**SOURCE TEXT:**
========================
Yao Jin1, Yuan Ren1, Chong-Yuan Guo2, Chong Li3, Zhao-Yuan Guo1,4, Xiang Xu1,*
1 School of Transportation, Southeast University, Nanjing, 210096, China
2 Department of Engineering, Guangzhou Expressway Operation Management Co., Ltd., Guangzhou, 510000, China
3 Department of Engineering, CCCC Highway Bridge National Engineering Research Center Co., Ltd., Beijing, 100088, China
4 Department of Engineering, Jiangsu Provincial Transportation Engineering Construction Bureau, Nanjing, 210004, China
* Corresponding Author: Xiang Xu. Email: email
(This article belongs to the Special Issue: Advanced Data Mining in Bridge Structural Health Monitoring)
========================
**DATASET RECORDS:**
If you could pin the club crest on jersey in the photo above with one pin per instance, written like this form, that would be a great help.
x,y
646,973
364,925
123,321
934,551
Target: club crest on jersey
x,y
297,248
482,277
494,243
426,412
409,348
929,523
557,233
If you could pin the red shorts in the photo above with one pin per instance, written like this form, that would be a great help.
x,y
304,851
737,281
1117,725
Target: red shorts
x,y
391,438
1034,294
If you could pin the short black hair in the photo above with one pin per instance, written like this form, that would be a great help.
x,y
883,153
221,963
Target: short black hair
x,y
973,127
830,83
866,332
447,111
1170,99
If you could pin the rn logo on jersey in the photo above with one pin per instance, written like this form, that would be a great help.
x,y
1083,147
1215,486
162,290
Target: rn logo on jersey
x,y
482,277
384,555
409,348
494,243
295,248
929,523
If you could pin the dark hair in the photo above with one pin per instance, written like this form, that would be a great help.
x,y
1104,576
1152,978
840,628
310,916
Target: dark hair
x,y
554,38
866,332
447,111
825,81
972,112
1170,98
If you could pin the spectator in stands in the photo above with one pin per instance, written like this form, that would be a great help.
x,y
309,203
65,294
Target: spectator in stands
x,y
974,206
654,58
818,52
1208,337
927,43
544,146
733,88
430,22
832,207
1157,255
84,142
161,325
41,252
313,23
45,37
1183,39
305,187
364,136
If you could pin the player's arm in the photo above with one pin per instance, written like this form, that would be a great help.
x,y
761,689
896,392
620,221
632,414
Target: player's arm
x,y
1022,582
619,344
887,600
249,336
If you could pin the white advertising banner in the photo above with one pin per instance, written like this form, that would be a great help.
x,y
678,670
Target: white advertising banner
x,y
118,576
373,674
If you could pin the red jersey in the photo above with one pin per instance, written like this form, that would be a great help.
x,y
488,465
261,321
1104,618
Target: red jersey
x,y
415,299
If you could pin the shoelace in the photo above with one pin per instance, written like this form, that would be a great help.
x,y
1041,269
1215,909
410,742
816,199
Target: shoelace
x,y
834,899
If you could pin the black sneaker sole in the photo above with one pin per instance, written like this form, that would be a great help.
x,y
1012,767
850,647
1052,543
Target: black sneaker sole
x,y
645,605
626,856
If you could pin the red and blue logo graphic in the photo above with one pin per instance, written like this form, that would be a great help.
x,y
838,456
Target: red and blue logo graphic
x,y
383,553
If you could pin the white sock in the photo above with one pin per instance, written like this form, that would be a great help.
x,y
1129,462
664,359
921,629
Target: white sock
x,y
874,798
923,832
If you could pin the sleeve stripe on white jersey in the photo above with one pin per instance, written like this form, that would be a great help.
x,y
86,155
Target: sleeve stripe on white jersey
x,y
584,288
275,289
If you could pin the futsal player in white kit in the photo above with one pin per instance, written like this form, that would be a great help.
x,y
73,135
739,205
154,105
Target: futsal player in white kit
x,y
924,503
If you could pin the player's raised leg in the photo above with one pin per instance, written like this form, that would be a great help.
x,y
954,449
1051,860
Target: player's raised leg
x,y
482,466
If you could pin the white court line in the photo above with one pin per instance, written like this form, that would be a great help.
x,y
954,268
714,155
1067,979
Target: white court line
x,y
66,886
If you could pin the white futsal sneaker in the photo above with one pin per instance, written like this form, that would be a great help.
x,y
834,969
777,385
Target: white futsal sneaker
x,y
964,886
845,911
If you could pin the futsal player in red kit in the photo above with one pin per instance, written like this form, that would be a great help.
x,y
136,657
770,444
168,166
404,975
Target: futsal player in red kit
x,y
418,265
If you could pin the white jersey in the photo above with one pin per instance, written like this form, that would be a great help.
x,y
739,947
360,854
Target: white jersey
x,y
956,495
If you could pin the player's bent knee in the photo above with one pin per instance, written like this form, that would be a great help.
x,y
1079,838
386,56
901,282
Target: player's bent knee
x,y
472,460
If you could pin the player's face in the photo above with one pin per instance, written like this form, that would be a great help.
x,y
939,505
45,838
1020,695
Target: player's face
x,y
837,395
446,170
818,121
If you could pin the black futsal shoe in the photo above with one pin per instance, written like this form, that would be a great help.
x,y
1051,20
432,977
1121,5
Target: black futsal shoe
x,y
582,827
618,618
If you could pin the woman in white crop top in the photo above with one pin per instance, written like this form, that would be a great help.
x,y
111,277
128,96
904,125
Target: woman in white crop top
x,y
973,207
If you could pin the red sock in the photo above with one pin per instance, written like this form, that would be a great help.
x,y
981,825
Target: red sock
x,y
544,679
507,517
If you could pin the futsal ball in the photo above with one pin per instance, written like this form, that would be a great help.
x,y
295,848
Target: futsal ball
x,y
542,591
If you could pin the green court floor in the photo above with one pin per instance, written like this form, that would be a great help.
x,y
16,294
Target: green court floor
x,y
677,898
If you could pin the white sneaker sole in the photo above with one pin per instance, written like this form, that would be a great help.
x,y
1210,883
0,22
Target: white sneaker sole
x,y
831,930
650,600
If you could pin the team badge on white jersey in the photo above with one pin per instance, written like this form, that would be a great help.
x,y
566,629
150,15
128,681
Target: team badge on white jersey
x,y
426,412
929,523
========================
**PROMPT:** In the article header, what special issue is the article part of?

**RESPONSE TO THE EXERCISE:** Advanced Data Mining in Bridge Structural Health Monitoring